## Instrucciones de la tarea
Copia de nuevo todo el listado y sustituye "green" por "yellow". El resto del texto no debe cambiar.

## Sección de datos
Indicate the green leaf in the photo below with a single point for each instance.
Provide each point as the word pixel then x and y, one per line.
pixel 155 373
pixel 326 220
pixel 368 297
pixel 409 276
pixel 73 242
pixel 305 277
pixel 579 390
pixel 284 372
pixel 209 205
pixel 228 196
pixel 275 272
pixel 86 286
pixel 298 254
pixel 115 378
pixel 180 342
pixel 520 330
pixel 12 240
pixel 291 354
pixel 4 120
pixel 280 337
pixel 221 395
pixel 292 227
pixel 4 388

## Respuesta
Indicate the yellow leaf in the photo below with a single point for each instance.
Provide each point as the word pixel then x and y, one per line.
pixel 155 373
pixel 326 220
pixel 368 297
pixel 409 276
pixel 73 242
pixel 305 277
pixel 579 390
pixel 284 372
pixel 209 205
pixel 228 196
pixel 275 272
pixel 86 286
pixel 298 254
pixel 115 378
pixel 180 342
pixel 520 330
pixel 12 240
pixel 291 354
pixel 4 120
pixel 280 337
pixel 221 395
pixel 292 227
pixel 4 388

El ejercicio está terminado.